- **Document segment**
┌────────

Gardening is so much more than just making your home look inviting. It’s time to whip out your gardening gloves because not only are digging and weeding great exercise, a good stint of gardening boosts mental health too.
Recent research carried out by Harvard University’s public health graduate school and Brigham and Women’s Hospital found that people living in an area rich in vegetation have improved physical and mental health, and 30% of the overall morale benefit from living near vegetation came from lower levels of depression.
Professor Tim Lang, Centre for Food Policy at City University London says it’s widely recognised that regular contact with plants, animals and the natural environment can improve our physical health and mental wellbeing. When we grow food and flowers, we’re engaging with the natural world at a pace that provides a welcome antidote to the stresses of modern life.
Soil has been found to have similar effects on the brain as antidepressants to lift mood. A study by the University of Bristol and colleagues at University College London looked at how mice exposed to ‘friendly’ bacteria normally found in soil, altered their behaviour in a similar way to that produced by an antidepressant. Dr Chris Lowry, lead author on the paper, said:
“These studies help us understand how the body communicates with the brain and why a healthy immune system is important for maintaining mental health. They also leave us wondering if we shouldn’t all be spending more time playing in the dirt.”

└────────

- **Try it**
Write the next part of the text on gardening and mental health, starting after its final sentence. The items come from a separate source.

Referring expression data
┌────────

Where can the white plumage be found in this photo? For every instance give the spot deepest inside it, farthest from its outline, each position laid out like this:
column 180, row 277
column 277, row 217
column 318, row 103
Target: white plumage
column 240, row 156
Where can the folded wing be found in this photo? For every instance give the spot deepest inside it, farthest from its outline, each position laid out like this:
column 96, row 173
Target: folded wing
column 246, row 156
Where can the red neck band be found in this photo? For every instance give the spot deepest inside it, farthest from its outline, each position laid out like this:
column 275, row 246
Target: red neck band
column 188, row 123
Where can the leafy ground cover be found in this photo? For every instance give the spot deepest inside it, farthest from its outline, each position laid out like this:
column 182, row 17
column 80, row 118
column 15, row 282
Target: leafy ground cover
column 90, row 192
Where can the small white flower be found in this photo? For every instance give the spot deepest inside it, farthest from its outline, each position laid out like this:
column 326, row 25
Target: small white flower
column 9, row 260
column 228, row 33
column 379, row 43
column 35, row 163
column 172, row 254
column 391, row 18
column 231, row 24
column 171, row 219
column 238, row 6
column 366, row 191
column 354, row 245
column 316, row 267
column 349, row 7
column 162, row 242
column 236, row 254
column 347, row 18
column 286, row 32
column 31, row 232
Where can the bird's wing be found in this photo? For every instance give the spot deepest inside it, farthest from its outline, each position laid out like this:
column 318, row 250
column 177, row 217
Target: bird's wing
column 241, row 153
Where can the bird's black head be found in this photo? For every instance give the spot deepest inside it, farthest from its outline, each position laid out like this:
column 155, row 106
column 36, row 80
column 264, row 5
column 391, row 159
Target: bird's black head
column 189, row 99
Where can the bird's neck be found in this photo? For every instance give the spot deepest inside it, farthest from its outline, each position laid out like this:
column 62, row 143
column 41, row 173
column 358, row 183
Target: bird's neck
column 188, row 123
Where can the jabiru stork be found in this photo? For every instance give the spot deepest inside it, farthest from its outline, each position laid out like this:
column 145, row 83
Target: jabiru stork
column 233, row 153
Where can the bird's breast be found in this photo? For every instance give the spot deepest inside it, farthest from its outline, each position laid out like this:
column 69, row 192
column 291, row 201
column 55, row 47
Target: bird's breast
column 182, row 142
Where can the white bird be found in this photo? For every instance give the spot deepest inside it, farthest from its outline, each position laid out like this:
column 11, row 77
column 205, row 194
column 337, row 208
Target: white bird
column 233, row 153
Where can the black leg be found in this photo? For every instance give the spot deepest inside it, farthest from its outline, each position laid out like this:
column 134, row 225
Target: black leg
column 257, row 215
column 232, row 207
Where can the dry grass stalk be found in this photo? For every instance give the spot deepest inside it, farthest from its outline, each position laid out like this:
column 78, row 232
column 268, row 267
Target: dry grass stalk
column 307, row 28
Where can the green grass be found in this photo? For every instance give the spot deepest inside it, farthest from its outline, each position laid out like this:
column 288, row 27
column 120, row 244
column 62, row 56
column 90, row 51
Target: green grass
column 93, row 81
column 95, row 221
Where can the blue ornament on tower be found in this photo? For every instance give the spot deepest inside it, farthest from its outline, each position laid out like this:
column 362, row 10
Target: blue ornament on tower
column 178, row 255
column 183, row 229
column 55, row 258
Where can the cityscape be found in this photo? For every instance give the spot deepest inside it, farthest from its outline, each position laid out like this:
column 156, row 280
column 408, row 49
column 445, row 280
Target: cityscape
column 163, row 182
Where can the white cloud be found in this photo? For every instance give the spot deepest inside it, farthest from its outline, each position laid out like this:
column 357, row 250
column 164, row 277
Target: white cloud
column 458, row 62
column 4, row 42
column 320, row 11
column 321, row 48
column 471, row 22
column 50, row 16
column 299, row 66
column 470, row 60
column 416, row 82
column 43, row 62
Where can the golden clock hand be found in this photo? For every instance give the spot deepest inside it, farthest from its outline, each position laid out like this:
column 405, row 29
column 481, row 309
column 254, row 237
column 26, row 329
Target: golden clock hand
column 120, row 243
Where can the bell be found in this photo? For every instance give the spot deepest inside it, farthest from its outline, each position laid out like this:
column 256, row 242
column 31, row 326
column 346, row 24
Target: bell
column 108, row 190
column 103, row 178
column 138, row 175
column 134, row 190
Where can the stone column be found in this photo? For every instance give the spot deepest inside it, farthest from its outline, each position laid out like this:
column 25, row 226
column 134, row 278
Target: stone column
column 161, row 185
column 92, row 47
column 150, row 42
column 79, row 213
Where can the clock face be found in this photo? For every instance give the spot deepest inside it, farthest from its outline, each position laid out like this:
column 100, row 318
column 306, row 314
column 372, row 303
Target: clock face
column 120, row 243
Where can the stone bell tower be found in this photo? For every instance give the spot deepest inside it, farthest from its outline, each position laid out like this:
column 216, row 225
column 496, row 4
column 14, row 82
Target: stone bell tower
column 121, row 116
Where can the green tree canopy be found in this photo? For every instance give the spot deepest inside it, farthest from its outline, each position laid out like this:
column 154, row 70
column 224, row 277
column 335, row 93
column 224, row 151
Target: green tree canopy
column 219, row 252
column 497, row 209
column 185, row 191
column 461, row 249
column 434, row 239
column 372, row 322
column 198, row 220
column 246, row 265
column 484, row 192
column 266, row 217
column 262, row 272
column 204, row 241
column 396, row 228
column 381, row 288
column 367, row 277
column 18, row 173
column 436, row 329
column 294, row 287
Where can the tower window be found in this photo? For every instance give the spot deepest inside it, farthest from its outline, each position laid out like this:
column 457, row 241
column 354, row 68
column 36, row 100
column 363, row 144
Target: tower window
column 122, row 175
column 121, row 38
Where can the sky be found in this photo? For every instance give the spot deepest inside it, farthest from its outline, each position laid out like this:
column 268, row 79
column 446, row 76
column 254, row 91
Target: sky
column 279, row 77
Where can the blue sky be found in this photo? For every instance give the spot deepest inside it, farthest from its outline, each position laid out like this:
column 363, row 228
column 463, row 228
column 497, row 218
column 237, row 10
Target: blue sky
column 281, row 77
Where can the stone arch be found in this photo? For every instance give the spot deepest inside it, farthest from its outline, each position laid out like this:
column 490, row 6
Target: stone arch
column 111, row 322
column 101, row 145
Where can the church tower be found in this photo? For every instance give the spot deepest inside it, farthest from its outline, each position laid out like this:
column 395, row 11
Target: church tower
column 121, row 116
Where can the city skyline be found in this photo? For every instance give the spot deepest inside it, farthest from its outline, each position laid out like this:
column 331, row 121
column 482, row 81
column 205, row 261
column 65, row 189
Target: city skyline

└────────

- **Exercise response**
When the team looked closely at the brains of mice, they found treatment with the bacteria Mycobacterium vaccae activated a group of neurons that produce the brain chemical serotonin, which regulates mood. Gardeners inhale the bacteria and have physical contact with it. The natural effects of the soil bacteria can be felt for up to three weeks, if the experiments with rats are any indication. Mycobacterium antidepressant microbes in soil are also being investigated for improving cognitive function, Crohn’s disease and even rheumatoid arthritis.
So, get digging and feel better. It’s like coming home for us because we have forgotten that we are part soil after all and so getting back to our proverbial ‘roots’ so to say might be better than popping that pill.
The Ignite team will keep bringing you new ideas on how to reconnect with Mother Nature right in your own yard.